[start of Source material]

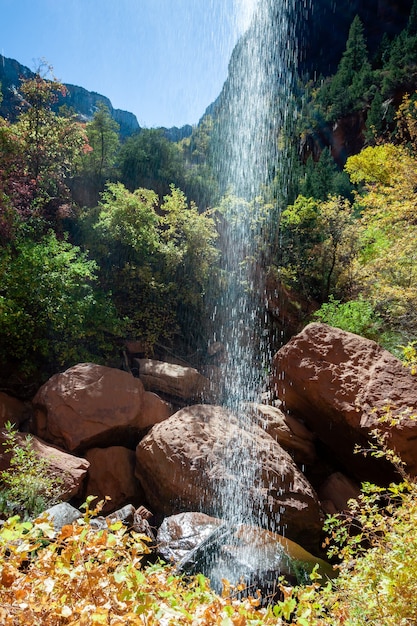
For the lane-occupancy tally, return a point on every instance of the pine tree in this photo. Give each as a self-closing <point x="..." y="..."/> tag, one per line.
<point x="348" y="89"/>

[end of Source material]
[start of Source material]

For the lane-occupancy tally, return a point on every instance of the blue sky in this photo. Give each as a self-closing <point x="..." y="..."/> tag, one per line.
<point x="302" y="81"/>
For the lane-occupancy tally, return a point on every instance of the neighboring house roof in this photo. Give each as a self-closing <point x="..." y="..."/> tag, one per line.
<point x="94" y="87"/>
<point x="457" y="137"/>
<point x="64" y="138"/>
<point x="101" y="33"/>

[end of Source material]

Task —
Please report every line from the entries above that contains the word "tree", copying each line in full.

The reply —
For the lane-occupancy tally, return a point on every instance of the pine tree in this photo. Give each as a self-closing <point x="..." y="..."/> tag, one per line.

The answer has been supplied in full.